Excerpted text.

□ □ □

Monday, October 17, 2011

My Attempt at Understanding a Segment of the Episteme in Foucault's The Order of Things

[As a forward to this blog, I thought that it was appropriate to begin by expressing a few of my first initial reactions that have emerged through my endeavor at comprehending Michel Foucault’s The Order of Things.  In all honesty, this novel has literally left my head spinning in I guess in a somewhat positive way.  The entire concept of the novel and Foucault’s interpretation of the structure of knowledge fascinates me but I am just worried that through my struggle with the novel that I have possibly missed the point Foucault is illustrating.  Here’s my attempt through the choosing of one of many passages that I felt induced a response….]

“But though language no longer bears an immediate resemblance to the things it names, this does not mean that it is separate from the world; it still continues, in another form, to be the locus of revelation and to be included in the area where truth is both manifested and expressed…..Claude Duret points out that Hebrews, the Canaans…all right from left to right, following ‘the course and movement of the first heaven, which is most perfect, according to the opinion of the great Aristotle, tending toward unity’; the Greeks….and of course the Romans and all Europeans write from left to right, following ‘the course and movement of the second heaven, home of the seven planets’; the Indians, Cathayans, Chinese….write from top to bottom, in conformity with the ‘order of nature, which has given men heads at the tops of their bodies and feet at the bottom’; ‘in opposition to the aforementioned’, the Mexicans write either from bottom to top or else in ‘spiral lines, such as those made by the sun in its annual journey through the Zodiac’.  And thus ‘by these five diverse sorts of writing the secrets and mysteries of the world’s frame and the form of the cross, the unity of the heaven’s rotundity and that of the earth, are properly denoted and expressed’.  The relation of languages to the world is one of analogy rather than of signification; or rather, their value as signs and their duplicating function are superimposed; they speak the heaven and the earth of which they are image……..but since the disaster at Babel we must no longer seek for it-with rare exceptions-the words themselves but rather in the very existence of language, in its total relation to the totality of the world, in the intersecting of its space with the loci and forms of the cosmos” (37).[i]

            In this passage, Foucault discusses initially discusses the event that occurred at the Tower of Babel which caused raw language being dissipated into several forms.  In the tale of the Tower of Babel the descendants of Noah stated “Come, let us make a city and a tower, the top whereof may reach to heaven; and let us make our name famous before we be scattered abroad into all lands.”  However, as construction began, God came forth and confounded their tongue, resulting in the rupture of language that led to the project being demolished and the people dispersing across the Earth[ii].  Although language in its natural form was lost, Foucault draws attention to the fact that the combination of the numerous molds of language creates an arbitrary image of truth.

□ □ □

Material supplied.
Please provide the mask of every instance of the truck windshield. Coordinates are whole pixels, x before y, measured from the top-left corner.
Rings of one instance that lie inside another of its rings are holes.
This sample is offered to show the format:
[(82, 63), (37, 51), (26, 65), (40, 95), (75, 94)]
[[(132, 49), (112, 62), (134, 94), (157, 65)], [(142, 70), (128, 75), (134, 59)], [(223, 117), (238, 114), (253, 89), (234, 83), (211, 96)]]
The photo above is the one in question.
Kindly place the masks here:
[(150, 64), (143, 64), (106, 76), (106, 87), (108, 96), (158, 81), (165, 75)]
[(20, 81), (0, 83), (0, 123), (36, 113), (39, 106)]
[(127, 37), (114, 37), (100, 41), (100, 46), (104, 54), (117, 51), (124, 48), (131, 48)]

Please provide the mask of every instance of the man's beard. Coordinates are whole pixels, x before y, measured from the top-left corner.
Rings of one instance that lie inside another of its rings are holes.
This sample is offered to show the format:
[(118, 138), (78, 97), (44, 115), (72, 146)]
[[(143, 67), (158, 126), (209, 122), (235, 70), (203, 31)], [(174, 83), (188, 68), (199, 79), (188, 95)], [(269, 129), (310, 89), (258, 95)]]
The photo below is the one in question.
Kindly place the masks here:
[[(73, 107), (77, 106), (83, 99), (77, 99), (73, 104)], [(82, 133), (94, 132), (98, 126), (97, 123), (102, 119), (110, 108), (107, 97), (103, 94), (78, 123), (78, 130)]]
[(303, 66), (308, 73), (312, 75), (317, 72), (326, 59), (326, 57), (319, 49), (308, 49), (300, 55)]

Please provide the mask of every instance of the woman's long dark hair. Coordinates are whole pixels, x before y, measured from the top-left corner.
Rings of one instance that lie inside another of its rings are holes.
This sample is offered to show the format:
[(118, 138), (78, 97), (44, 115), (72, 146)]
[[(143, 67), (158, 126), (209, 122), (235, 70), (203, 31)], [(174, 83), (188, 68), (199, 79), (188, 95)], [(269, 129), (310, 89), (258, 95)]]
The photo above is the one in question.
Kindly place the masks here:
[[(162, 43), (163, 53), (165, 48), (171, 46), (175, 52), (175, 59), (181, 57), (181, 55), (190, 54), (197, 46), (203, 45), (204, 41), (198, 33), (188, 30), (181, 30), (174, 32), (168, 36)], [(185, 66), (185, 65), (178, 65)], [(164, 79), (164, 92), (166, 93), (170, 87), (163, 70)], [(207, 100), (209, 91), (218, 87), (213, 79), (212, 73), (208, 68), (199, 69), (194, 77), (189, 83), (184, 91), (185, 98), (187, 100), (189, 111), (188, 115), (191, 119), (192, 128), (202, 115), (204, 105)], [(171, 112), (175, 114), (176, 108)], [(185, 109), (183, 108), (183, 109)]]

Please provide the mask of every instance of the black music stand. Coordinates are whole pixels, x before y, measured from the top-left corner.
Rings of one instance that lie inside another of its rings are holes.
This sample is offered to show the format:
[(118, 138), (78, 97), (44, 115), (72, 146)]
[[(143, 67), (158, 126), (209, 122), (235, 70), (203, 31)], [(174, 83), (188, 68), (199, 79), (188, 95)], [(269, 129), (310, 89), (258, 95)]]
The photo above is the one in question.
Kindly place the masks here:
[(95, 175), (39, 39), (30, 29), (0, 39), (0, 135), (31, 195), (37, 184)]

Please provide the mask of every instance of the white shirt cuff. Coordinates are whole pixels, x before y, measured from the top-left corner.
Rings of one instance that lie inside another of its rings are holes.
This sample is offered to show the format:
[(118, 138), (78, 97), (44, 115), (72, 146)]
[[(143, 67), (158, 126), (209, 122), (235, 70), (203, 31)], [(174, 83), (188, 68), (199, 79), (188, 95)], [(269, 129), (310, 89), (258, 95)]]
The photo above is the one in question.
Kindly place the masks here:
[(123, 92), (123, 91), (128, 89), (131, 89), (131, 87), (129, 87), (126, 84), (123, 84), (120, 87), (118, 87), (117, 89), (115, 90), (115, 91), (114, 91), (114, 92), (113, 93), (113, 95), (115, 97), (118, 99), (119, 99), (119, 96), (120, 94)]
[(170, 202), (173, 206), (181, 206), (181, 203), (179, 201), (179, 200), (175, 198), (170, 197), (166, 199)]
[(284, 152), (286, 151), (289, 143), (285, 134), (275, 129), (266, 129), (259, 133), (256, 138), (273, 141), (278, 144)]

□ □ □

What you are asked to do.
In the blog post on Foucault's The Order of Things, why, according to Claude Duret as quoted, do the Indians, Cathayans, and Chinese write from top to bottom? Answer in one to three sentences.

Final answer.
They write from top to bottom to conform with the "order of nature, which has given men heads at the tops of their bodies and feet at the bottom."